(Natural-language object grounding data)
──────────────────────────────

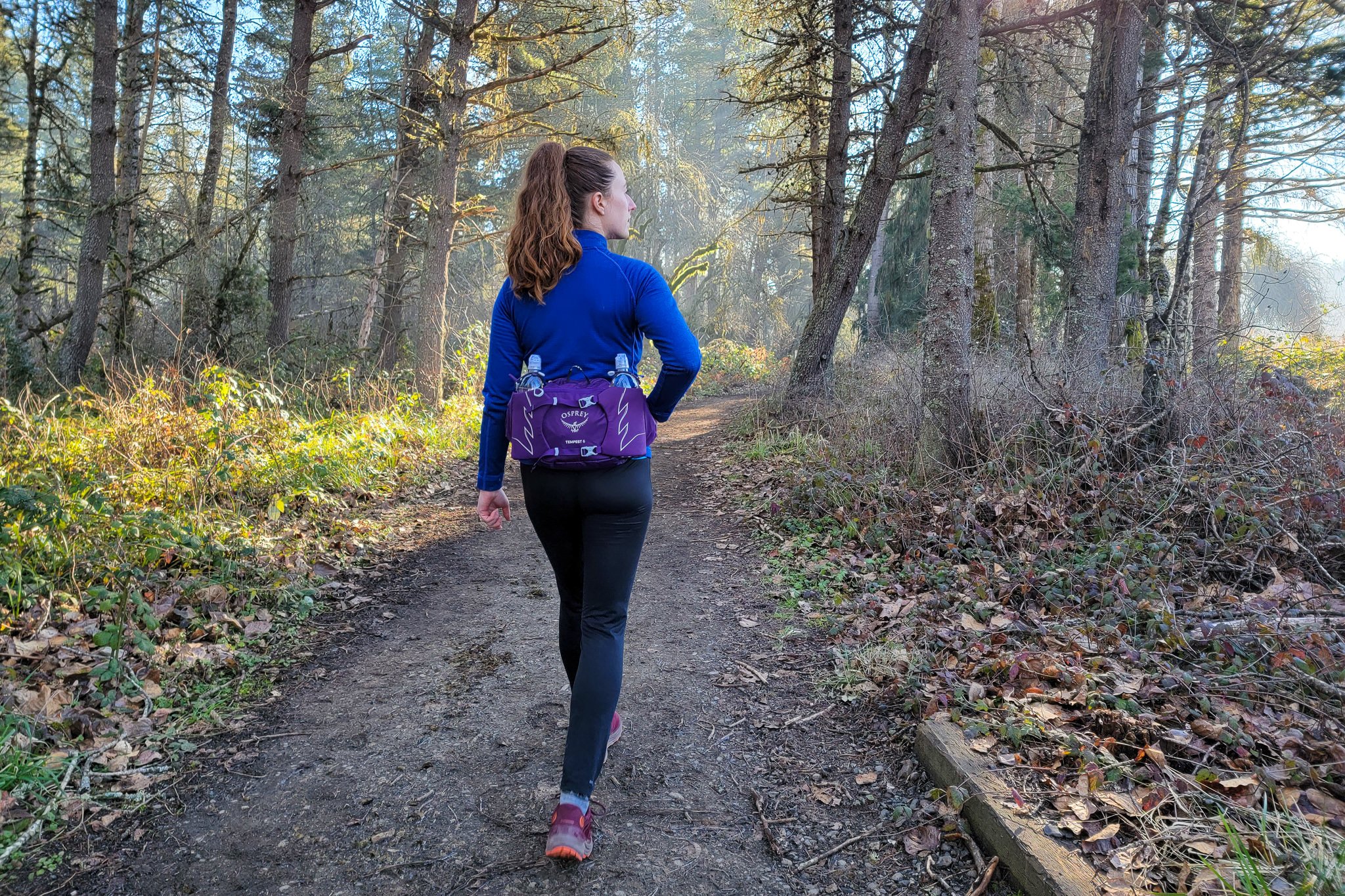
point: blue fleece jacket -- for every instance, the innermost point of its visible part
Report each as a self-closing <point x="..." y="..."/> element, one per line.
<point x="607" y="304"/>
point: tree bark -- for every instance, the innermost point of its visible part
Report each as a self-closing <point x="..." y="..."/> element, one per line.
<point x="1024" y="293"/>
<point x="872" y="307"/>
<point x="1105" y="141"/>
<point x="817" y="341"/>
<point x="410" y="146"/>
<point x="121" y="270"/>
<point x="200" y="332"/>
<point x="831" y="209"/>
<point x="284" y="210"/>
<point x="102" y="178"/>
<point x="1160" y="281"/>
<point x="431" y="323"/>
<point x="1152" y="68"/>
<point x="1204" y="277"/>
<point x="946" y="373"/>
<point x="1231" y="276"/>
<point x="366" y="319"/>
<point x="18" y="363"/>
<point x="1169" y="330"/>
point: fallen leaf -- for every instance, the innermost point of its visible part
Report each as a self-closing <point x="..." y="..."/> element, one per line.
<point x="970" y="622"/>
<point x="1109" y="830"/>
<point x="1124" y="802"/>
<point x="921" y="840"/>
<point x="255" y="629"/>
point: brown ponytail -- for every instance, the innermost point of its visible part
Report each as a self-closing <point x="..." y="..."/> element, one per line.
<point x="557" y="183"/>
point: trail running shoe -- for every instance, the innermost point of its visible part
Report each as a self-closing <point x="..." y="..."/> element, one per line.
<point x="572" y="833"/>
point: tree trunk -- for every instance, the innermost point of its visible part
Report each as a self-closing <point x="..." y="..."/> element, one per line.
<point x="366" y="319"/>
<point x="120" y="270"/>
<point x="872" y="307"/>
<point x="1024" y="295"/>
<point x="831" y="210"/>
<point x="1169" y="330"/>
<point x="18" y="363"/>
<point x="200" y="335"/>
<point x="946" y="375"/>
<point x="1231" y="276"/>
<point x="284" y="209"/>
<point x="102" y="178"/>
<point x="1160" y="281"/>
<point x="412" y="148"/>
<point x="1153" y="64"/>
<point x="1101" y="196"/>
<point x="817" y="341"/>
<point x="1204" y="277"/>
<point x="430" y="331"/>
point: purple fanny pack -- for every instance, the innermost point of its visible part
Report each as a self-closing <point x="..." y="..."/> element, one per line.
<point x="579" y="425"/>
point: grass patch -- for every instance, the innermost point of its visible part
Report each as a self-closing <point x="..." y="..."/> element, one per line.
<point x="162" y="545"/>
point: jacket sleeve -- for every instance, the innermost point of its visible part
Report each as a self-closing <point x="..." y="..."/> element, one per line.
<point x="503" y="364"/>
<point x="659" y="317"/>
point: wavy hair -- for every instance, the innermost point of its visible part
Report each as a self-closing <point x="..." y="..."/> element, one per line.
<point x="557" y="183"/>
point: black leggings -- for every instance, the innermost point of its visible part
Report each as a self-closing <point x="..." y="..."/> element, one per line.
<point x="592" y="526"/>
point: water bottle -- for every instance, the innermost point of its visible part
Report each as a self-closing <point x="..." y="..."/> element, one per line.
<point x="625" y="378"/>
<point x="533" y="379"/>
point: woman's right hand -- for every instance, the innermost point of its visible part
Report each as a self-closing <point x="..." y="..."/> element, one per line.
<point x="493" y="507"/>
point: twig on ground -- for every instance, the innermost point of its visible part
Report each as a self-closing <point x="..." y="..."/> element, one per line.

──────────────────────────────

= YOUR ASSIGNMENT =
In the answer, include exactly the lines from the line containing "point: woman's right" through the end of the data, and nothing else.

= EXPECTED ANSWER =
point: woman's right hand -- for every instance, the innermost point of its visible part
Report each as a self-closing <point x="..." y="..."/> element, one per line.
<point x="493" y="507"/>
point: twig on ground -- for every instance, the innermost point of its visible part
Report each as a self-closing <point x="..." y="..."/> element, one per line.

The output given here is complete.